[Collected data entries]
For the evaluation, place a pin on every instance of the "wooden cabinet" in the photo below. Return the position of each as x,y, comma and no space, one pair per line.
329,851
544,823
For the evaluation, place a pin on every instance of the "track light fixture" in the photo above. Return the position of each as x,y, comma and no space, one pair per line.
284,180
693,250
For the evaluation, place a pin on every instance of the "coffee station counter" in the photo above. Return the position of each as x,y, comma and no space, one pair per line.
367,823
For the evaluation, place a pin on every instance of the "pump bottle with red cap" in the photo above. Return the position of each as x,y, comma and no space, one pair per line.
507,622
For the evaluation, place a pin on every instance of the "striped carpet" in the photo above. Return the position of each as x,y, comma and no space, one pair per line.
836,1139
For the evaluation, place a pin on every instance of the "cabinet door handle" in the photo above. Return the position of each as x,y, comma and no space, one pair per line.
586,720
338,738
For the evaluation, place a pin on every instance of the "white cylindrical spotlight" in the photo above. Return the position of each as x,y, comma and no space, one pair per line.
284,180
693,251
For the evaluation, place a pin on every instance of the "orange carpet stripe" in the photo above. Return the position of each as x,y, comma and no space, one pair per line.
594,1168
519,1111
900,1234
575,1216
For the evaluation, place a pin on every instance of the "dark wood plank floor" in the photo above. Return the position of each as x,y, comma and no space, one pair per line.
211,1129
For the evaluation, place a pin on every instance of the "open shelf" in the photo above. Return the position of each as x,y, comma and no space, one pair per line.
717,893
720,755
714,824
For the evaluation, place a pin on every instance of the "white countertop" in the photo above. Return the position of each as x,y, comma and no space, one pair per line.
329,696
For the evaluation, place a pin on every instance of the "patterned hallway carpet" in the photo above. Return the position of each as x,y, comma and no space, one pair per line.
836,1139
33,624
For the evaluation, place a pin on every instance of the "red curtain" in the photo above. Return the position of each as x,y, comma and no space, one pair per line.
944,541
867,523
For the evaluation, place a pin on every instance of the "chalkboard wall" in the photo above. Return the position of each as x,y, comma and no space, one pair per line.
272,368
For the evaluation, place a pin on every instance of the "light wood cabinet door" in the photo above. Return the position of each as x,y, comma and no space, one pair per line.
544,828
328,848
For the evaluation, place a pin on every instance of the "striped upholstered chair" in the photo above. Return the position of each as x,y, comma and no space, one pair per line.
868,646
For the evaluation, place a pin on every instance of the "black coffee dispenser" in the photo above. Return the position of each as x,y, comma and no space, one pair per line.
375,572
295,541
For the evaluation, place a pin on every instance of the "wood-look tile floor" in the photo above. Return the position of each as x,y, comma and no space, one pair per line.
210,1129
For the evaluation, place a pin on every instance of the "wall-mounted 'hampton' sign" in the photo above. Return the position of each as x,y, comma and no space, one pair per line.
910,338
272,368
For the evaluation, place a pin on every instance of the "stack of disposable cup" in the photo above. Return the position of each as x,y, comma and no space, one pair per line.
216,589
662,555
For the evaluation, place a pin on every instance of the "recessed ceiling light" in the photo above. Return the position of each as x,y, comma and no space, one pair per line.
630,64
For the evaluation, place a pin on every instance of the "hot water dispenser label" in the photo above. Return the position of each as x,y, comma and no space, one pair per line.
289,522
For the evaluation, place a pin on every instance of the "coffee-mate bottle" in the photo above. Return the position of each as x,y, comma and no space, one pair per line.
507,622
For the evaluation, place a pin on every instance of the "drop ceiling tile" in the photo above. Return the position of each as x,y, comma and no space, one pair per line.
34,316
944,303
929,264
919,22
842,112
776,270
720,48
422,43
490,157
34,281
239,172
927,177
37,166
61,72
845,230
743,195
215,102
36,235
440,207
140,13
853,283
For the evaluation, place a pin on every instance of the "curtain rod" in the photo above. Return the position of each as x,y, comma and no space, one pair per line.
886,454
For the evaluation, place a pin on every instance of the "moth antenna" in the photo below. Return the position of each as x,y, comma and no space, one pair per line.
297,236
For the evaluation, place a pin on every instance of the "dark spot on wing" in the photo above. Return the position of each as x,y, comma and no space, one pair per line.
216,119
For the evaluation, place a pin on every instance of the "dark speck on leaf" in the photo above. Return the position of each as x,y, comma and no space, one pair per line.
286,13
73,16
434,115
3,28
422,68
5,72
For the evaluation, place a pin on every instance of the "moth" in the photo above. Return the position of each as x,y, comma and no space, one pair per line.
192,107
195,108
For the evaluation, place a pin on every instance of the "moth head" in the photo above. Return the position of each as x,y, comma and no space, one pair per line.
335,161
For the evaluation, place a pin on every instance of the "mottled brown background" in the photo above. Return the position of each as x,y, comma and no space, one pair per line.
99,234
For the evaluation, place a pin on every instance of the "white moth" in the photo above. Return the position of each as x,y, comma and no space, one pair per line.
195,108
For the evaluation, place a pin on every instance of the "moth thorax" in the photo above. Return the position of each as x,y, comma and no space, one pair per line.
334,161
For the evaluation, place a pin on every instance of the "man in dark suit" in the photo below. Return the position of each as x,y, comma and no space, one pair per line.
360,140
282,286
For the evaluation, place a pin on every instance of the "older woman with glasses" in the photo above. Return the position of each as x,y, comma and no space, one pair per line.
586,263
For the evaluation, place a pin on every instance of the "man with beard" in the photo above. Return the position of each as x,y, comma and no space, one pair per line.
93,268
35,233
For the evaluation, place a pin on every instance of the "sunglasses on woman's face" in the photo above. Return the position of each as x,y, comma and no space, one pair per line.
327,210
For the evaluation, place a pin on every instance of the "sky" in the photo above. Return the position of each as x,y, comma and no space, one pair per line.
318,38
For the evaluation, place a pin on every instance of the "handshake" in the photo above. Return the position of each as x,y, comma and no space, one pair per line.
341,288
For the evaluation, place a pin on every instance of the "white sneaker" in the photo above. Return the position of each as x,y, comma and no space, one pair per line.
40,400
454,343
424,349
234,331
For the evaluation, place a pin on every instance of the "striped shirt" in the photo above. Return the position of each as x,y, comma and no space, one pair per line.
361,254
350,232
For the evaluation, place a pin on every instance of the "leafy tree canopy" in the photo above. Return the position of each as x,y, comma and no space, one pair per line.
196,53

> **What the exercise asks**: From the records above, extract everything verbatim.

> **Solution**:
For the evaluation, place a pin on every instance of the "wooden cabinet" in the photo below. Return the position of each as x,y, comma and no space, one pair per line.
329,851
544,823
For the evaluation, place a pin on every instance of the "track light fixture" in the photo above. Return the position of each as x,y, comma and no space, one pair per line.
284,180
693,250
For the evaluation, place a pin on every instance of the "coffee station counter" in the photo above. Return the position of each as x,y, comma and no space, one pair per line.
367,823
For the evaluation, place a pin on every instance of the "pump bottle with red cap" in the photo above. Return the position of each as x,y, comma and no space, one pair per line.
507,622
For the evaluation, place a pin on every instance of the "striped carpet" in the photo above. Return the position of each as x,y, comma and no space, one pair per line.
836,1139
For the evaluation, place a pin on every instance of the "cabinet door handle" in the photo above. Return the position of each as x,y, comma and no space, one pair per line.
586,720
338,738
For the evaluation, place a pin on every instance of the "white cylindrical spotlight" in the photo above. Return the position of each as x,y, comma and no space, one pair per line.
284,180
693,251
For the evaluation, place a pin on every instance of the "orange carpet stripe" in the photo above. Return the position of each as x,y, comma and no space, one pair per line.
594,1168
519,1111
900,1234
575,1216
For the evaluation, place a pin on every instance of the "dark wood plank floor" in the photo above. Return the position of each as x,y, comma and no space, one pair per line.
211,1129
For the evaluation, place a pin on every instance of the "open shelf" in the photo above. Return the position of each as x,y, comma and no space, one pair per line.
717,893
720,755
714,824
For the evaluation, place a pin on every instance of the "white countertop" in the photo above. Return the position of each as x,y, comma and no space, one pair per line.
329,696
For the evaluation, place a pin on every instance of the "patterned hallway carpet" in the photo above. Return the position of each as x,y, comma and no space, one pair per line.
836,1139
33,624
For the evaluation, place a pin on every instance of the "red curtain" in the photo above. Return the position of each as x,y, comma and no space, one pair per line.
944,541
867,523
For the evaluation, place a pin on every instance of the "chalkboard wall" in the photo above. Return the position of each as x,y, comma and no space, one pair per line.
272,368
For the evaluation, place a pin on every instance of the "light wood cabinet door" in the photo above. Return the position of each as x,y, comma and no space, one pair per line.
544,828
328,848
For the evaluation, place a pin on every instance of the "striped upholstered chair" in the photo above. Return the position of each as x,y, comma and no space, one pair per line.
868,646
For the evaluation, place a pin on every instance of the "black coffee dispenser" in the photo above. Return the position of each as x,y, comma and no space, one pair per line.
375,572
295,541
For the evaluation, place a pin on every instance of the "wood-look tile floor" in the photo above. Return the position of each as x,y, comma and no space, one pair per line.
210,1129
For the evaluation, place a pin on every instance of the "wall-mounted 'hampton' sign" in the photo above. Return the position of each as x,y, comma and no space, one pair per line.
910,338
272,368
For the evaluation, place a pin on every instance of the "stack of disposable cup" in the photo above. Return the position of each as x,y, comma and no space, one pair per line.
216,589
662,555
For the evaluation, place a pin on every instance of the "recessed ceiling light" in the photo above. Return the position of each as x,y, comma and no space, one pair per line.
630,64
For the evaluation, place a pin on every instance of the "hot water dispenser label" in the photo above. Return the position of each as x,y, comma and no space, one pair per line.
289,522
For the evaluation, place a pin on every instance of the "coffee-mate bottle" in the photo above. Return the position of each as x,y, comma and no space, one pair per line.
507,622
For the evaluation, place a pin on every instance of the "drop ceiling tile" in the photo above. Return the position of each as x,y, comma and no space, one pair per line.
34,316
944,303
929,264
919,22
842,112
776,270
720,48
422,43
490,157
34,281
239,172
927,177
37,166
61,72
845,230
743,195
215,102
36,235
440,207
140,13
853,283
For the evaluation, place a pin on every instance of the "curtain rod" in the photo above. Return the position of each as x,y, comma and no space, one pair per line.
886,454
For the evaluation, place a pin on every instance of the "moth antenna" in the photo below. Return the position of each as x,y, comma and no space, one pair per line.
297,236
For the evaluation, place a pin on every instance of the "dark spot on wing" in the photo above. Return the position of each as x,y, comma and no space, one pair per line.
216,119
For the evaluation, place a pin on every instance of the "dark speck on leaf" in the photo above. Return the position of each as x,y, comma and no space, one pair per line.
286,13
73,16
434,115
3,28
422,68
5,72
For the evaluation, place a pin on every instance of the "moth" in the photo above. Return the position of each as x,y, comma and no space, one pair per line.
192,107
195,108
For the evaluation, place a pin on every instance of the "moth head" in the photo above. Return the position of each as x,y, comma and no space, one pair per line.
335,161
For the evaluation, place a pin on every instance of the "mottled brown background" in the photo above. Return the position of each as x,y, comma and no space, one pair per line.
99,234
For the evaluation, place a pin on every instance of the "white moth" in the photo above. Return the position of each as x,y, comma and no space, one pair per line.
195,108
For the evaluation, place a pin on every instance of the "moth thorax" in the photo above. Return the position of each as x,y, comma and no space, one pair per line.
334,161
For the evaluation, place a pin on every instance of the "man in dark suit" in the photo below. Return the position of each as x,y, comma and no space, one pair per line.
360,140
282,286
For the evaluation, place a pin on every instance of the "older woman with glasses" in the photo above. Return the position of each as x,y, comma and no space, one pair per line.
586,263
For the evaluation, place a pin on every instance of the "man with beard" in the photo above. Return the position of each as x,y, comma and no space, one pair per line.
93,268
35,233
For the evaluation, place a pin on every instance of the "sunglasses on woman's face" in the photo above. Return the position of each as x,y, comma and no space, one pair per line.
327,210
For the evaluation, place a pin on every instance of the "sky" in the photo above. Return the position of each as x,y, comma and no space, one pair per line.
318,38
For the evaluation, place a pin on every instance of the "handshake" in the photo above. Return the position of each as x,y, comma and no space, one pair per line.
341,288
For the evaluation, place a pin on every instance of the "white sneaker" in the photo above. Return the position of each as x,y, comma and no space, one pair per line.
40,400
454,343
424,349
234,331
For the evaluation, place a pin on every instance of the "striped shirt" in the photo above. Return the position of each as x,y, comma and no space, one pair per line.
361,254
350,232
For the evaluation, place a pin on every instance of the "leafy tree canopy" in the photo above. Return the position of each as x,y, comma and no space, one pair per line.
196,53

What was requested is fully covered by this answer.